Work request 1: In the cheese recall article below, set down word for word the passage from "Clover Hill Dairy Listeria" to "before serving it.".
Work request 2: Write the next part of the cheese recall article below, starting after its final sentence.

Source document:
┌──

Clover Hill Dairy Listeria Recall Expands: What Shoppers Need to Check in the Cheese Aisle

The CDC and FDA updated their June 2026 Listeria outbreak investigation tied to soft cheese and requesón, and the action for shoppers is broader now: Clover Hill Dairy has recalled all cheese products made at its facility. If you bought soft ricotta-style cheese, requesón, or any Clover Hill Dairy cheese recently, check your refrigerator and freezer before serving it.
The latest guidance matters because this is no longer just a narrow product check. The FDA says the recall has expanded beyond a single item to all cheese products made at the Clover Hill Dairy facility, and the CDC outbreak page continues to track the public-health impact linked to the recalled cheese. That means home cooks should look carefully at package labels, especially if the cheese was repacked, sold in a deli case, or transferred into another container.

└──

(Point-per-instance localization data)
┌──

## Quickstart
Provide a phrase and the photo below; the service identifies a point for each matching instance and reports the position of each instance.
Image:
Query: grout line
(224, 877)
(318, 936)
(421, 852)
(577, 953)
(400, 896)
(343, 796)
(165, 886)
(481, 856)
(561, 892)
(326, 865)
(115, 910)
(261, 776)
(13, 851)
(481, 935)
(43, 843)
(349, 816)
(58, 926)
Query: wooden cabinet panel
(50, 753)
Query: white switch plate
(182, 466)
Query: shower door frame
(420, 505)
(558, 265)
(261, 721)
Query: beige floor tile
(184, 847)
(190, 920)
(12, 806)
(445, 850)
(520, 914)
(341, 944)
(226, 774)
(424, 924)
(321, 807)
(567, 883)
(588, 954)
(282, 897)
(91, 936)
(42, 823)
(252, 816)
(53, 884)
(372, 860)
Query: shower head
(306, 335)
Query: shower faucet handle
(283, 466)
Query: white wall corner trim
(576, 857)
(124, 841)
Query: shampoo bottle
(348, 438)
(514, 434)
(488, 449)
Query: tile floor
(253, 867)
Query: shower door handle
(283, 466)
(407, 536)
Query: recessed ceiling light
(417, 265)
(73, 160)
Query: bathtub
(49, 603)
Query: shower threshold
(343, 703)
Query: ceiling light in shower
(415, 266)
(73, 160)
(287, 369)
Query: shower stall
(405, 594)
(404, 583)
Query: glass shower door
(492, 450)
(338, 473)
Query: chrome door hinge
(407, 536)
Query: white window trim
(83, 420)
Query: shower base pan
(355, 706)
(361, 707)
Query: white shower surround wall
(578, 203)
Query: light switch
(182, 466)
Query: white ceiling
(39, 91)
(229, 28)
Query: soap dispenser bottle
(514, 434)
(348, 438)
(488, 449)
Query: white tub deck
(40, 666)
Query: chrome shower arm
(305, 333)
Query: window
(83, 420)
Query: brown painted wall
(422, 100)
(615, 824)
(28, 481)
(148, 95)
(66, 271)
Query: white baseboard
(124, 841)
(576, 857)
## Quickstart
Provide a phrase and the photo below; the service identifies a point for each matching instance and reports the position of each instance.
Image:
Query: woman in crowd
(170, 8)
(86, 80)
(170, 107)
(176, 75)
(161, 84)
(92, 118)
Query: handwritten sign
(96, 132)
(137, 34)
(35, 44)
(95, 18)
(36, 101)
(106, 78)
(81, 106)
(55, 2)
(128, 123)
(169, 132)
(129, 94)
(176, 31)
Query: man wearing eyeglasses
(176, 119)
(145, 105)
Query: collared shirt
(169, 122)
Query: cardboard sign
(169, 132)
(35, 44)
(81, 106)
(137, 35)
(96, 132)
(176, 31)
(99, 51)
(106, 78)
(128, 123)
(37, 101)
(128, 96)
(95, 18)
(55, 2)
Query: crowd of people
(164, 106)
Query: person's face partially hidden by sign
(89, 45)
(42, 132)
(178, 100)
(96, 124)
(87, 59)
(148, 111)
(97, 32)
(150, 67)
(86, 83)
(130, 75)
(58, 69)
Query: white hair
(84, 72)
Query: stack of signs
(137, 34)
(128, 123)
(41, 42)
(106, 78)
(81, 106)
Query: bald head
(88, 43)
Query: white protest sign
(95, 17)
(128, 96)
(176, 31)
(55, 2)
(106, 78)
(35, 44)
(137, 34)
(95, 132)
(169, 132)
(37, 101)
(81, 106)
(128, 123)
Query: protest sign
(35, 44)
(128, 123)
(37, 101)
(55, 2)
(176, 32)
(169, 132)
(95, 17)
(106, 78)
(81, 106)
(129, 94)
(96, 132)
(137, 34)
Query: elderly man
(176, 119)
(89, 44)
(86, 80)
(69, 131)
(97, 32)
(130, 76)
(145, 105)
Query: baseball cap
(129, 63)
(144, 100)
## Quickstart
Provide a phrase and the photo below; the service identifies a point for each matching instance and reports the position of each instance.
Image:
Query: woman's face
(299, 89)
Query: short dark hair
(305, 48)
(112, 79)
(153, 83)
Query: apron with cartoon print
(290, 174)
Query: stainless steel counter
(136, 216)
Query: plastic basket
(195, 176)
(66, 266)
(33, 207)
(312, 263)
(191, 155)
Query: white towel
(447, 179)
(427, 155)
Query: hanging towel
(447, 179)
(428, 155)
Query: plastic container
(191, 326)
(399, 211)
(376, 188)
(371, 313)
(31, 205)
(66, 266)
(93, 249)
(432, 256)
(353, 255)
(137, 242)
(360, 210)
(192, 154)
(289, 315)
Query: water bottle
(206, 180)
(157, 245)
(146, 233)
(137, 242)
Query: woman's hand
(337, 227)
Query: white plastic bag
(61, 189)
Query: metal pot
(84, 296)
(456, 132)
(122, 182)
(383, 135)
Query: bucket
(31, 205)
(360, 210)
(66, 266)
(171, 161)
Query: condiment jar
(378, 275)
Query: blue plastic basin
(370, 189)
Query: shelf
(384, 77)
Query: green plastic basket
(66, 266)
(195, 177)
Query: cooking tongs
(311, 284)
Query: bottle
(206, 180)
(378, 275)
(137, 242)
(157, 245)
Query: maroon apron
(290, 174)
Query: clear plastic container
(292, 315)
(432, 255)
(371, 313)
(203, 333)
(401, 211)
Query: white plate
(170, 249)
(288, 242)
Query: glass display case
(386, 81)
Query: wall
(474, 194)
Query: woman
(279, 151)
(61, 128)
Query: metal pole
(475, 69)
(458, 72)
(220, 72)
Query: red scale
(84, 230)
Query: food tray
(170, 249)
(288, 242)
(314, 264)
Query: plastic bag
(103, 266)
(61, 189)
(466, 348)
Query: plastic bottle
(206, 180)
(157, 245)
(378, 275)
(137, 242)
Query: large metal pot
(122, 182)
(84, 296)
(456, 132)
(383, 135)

└──
┌──

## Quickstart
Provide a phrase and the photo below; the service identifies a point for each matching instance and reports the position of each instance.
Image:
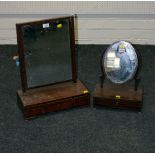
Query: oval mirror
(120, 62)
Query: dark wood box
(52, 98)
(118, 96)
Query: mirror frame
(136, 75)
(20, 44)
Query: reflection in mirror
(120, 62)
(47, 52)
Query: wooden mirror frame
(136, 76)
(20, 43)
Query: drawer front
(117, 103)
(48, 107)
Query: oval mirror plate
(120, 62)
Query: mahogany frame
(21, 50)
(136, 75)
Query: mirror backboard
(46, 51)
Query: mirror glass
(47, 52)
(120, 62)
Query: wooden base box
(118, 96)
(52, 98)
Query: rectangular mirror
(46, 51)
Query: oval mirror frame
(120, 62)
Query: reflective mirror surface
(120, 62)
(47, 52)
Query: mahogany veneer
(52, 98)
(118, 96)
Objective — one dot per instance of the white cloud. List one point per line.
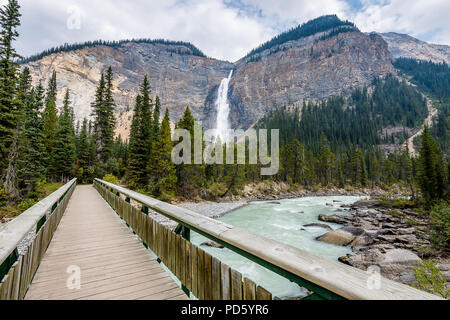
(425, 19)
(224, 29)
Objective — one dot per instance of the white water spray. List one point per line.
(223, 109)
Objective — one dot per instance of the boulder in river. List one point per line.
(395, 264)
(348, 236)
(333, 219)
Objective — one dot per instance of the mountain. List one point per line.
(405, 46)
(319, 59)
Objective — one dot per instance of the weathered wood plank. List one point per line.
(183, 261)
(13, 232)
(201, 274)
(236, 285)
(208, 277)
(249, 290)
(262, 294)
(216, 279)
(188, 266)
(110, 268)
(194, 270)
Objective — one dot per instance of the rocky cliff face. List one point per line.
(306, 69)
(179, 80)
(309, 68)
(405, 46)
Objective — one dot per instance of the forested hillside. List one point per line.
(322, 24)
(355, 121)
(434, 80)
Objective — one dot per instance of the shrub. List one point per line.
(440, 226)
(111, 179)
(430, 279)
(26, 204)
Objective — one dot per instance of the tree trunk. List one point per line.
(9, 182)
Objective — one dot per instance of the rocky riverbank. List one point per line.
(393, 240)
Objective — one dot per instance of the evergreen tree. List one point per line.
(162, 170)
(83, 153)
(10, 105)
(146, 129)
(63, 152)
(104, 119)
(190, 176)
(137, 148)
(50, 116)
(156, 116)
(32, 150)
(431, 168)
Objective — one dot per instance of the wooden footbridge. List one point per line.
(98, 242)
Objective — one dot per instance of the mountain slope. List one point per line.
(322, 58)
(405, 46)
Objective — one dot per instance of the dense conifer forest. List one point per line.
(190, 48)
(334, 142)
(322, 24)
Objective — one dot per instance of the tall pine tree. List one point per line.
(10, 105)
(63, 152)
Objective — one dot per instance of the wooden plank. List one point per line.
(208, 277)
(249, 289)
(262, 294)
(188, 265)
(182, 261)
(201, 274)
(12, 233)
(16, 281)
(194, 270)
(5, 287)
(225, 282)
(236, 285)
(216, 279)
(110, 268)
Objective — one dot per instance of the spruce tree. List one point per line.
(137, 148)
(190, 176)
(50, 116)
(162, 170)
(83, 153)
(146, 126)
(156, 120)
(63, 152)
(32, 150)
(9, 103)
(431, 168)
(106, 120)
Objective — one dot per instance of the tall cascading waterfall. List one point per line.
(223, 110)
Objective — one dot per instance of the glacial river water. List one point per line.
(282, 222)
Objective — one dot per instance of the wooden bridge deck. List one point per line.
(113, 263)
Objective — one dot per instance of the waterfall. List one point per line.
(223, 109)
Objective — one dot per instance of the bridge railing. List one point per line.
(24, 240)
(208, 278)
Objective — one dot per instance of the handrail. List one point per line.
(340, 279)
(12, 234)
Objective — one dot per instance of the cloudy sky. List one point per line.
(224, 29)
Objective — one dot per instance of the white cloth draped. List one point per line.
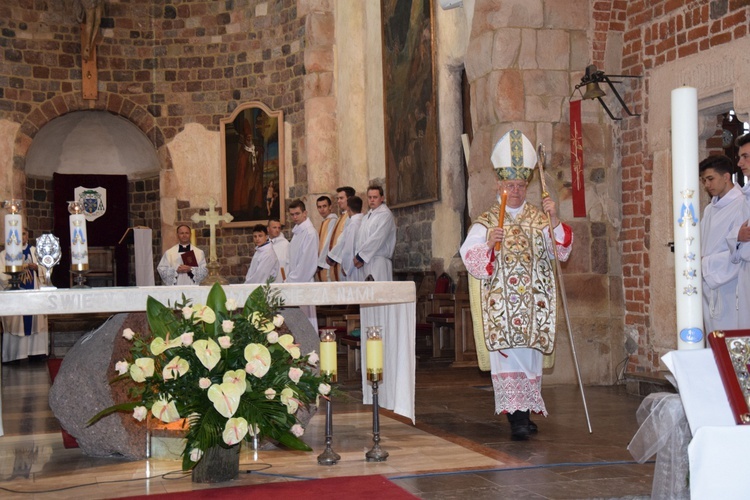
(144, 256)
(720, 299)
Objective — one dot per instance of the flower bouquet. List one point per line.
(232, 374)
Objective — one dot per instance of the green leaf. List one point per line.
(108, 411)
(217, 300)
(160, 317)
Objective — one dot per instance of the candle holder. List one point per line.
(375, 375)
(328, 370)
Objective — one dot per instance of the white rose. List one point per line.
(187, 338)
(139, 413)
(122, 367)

└──
┌──

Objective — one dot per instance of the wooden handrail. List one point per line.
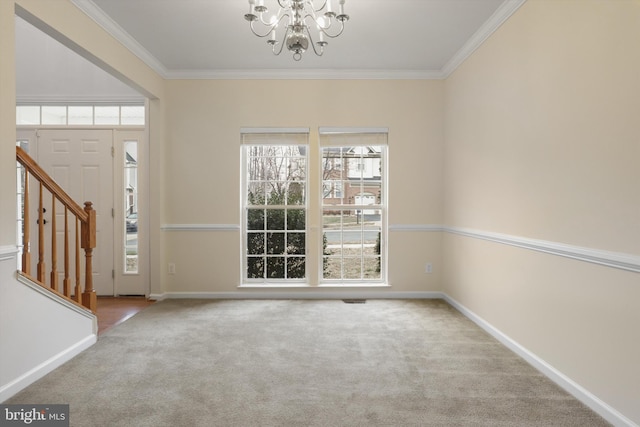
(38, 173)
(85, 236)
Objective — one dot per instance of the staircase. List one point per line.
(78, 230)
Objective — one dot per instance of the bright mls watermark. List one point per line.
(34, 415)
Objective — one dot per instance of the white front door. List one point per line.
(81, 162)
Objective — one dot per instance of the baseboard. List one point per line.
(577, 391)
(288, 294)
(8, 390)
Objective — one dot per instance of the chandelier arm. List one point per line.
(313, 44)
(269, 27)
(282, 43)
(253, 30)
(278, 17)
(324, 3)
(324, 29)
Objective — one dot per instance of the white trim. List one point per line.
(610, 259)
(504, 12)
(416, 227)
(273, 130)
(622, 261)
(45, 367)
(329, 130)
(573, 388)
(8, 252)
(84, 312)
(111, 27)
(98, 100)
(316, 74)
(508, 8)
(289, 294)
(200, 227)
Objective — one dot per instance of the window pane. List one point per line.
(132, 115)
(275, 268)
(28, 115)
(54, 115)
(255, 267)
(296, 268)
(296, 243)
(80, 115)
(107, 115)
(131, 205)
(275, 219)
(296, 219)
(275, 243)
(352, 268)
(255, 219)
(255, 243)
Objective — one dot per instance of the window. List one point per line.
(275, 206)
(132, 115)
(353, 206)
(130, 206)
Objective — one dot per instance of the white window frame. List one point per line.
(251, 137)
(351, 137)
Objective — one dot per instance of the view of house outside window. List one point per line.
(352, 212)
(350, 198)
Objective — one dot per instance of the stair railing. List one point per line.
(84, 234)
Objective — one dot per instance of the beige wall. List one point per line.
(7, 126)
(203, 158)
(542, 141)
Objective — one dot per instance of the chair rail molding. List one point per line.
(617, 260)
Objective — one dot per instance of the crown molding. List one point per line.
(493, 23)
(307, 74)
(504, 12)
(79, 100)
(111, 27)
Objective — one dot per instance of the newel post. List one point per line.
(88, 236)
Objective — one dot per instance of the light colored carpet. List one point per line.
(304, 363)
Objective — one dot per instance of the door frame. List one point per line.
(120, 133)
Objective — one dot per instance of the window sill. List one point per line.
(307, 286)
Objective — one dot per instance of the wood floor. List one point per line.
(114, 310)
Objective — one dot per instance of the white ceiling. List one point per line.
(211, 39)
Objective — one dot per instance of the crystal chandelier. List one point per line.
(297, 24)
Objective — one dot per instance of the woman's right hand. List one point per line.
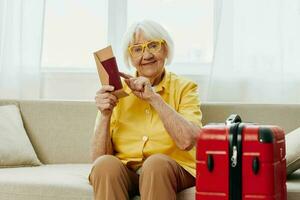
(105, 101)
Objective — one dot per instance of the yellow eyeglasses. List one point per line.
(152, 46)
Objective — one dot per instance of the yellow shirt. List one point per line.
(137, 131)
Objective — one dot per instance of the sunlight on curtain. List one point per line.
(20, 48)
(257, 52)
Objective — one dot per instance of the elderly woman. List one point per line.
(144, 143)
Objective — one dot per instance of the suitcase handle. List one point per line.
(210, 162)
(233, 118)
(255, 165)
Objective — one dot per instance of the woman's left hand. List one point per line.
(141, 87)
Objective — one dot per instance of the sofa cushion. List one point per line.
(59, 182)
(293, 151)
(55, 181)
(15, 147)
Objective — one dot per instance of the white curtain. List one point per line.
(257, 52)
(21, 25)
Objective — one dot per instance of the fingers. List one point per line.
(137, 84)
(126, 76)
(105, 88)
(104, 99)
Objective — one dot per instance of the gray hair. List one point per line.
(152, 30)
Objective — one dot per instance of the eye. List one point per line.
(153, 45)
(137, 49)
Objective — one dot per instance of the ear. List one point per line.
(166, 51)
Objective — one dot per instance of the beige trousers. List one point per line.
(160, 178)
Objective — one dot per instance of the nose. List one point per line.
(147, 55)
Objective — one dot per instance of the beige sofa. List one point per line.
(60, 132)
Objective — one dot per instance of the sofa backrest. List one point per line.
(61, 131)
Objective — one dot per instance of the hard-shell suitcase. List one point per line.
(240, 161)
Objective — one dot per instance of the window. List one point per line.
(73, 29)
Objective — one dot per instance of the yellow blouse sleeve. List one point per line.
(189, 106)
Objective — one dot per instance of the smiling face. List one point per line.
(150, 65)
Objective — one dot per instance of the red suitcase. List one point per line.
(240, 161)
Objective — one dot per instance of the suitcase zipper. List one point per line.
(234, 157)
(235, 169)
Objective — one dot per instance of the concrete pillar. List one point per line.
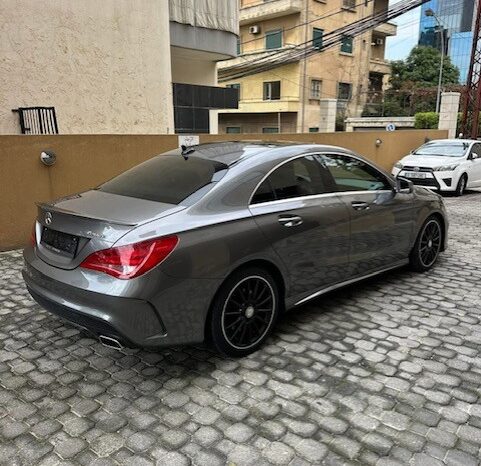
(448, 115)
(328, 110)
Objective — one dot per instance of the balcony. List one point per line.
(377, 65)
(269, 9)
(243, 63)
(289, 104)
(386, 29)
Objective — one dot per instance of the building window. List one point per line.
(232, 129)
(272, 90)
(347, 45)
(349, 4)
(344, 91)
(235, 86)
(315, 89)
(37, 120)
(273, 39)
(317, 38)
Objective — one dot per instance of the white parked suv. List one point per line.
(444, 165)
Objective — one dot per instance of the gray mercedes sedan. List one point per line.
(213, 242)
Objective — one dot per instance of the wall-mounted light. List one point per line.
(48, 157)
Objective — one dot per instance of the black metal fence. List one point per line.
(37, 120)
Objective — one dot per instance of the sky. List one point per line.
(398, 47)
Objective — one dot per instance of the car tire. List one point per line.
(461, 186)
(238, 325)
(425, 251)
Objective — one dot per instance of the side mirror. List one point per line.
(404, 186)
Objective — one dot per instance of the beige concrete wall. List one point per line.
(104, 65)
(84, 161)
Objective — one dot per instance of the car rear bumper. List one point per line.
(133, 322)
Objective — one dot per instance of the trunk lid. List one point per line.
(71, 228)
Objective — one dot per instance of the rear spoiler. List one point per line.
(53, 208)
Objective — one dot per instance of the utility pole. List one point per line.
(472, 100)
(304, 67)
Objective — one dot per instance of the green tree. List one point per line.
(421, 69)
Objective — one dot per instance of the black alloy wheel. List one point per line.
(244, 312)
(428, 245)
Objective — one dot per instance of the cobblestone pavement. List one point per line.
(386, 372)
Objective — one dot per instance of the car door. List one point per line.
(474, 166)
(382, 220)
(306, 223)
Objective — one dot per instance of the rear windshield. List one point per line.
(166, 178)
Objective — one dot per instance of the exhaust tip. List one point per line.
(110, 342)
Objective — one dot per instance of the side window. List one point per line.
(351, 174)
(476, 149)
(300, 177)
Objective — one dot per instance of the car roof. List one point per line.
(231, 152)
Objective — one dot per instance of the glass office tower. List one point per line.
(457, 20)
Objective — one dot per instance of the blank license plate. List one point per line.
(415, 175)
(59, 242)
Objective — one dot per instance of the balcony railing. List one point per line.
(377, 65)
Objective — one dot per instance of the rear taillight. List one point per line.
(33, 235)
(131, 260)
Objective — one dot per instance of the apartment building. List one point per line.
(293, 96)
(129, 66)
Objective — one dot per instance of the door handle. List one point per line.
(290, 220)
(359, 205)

└──

Answer 1:
Clover Hill Dairy Listeria Recall Expands: What Shoppers Need to Check in the Cheese Aisle

The CDC and FDA updated their June 2026 Listeria outbreak investigation tied to soft cheese and requesón, and the action for shoppers is broader now: Clover Hill Dairy has recalled all cheese products made at its facility. If you bought soft ricotta-style cheese, requesón, or any Clover Hill Dairy cheese recently, check your refrigerator and freezer before serving it.

Answer 2:
What shoppers should look for
Start with the brand name Clover Hill Dairy. Then check any soft cheese or ricotta-style cheese that may have been sold under a different label but came from the same production line or was repacked from an affected product. The official notices also point shoppers to related requesón products from Nelson & Isa Lacteos LLC, so don’t assume a plain-looking deli item is unrelated just because the original package is gone.
Pay attention to product names, package size, lot or date codes if listed on the package, and where you bought it. The FDA’s recall notice and outbreak update give the most current product details, including retail context and identification information. If you are unsure whether a cheese item matches the recall, do not taste it to check.
Why this update matters
The CDC’s latest outbreak page reports confirmed illnesses tied to the investigation, along with hospitalizations and a death report. That is why public-health agencies are telling consumers to take the recall seriously, especially for higher-risk family members such as pregnant people, older adults, young children, and anyone with a weakened immune system.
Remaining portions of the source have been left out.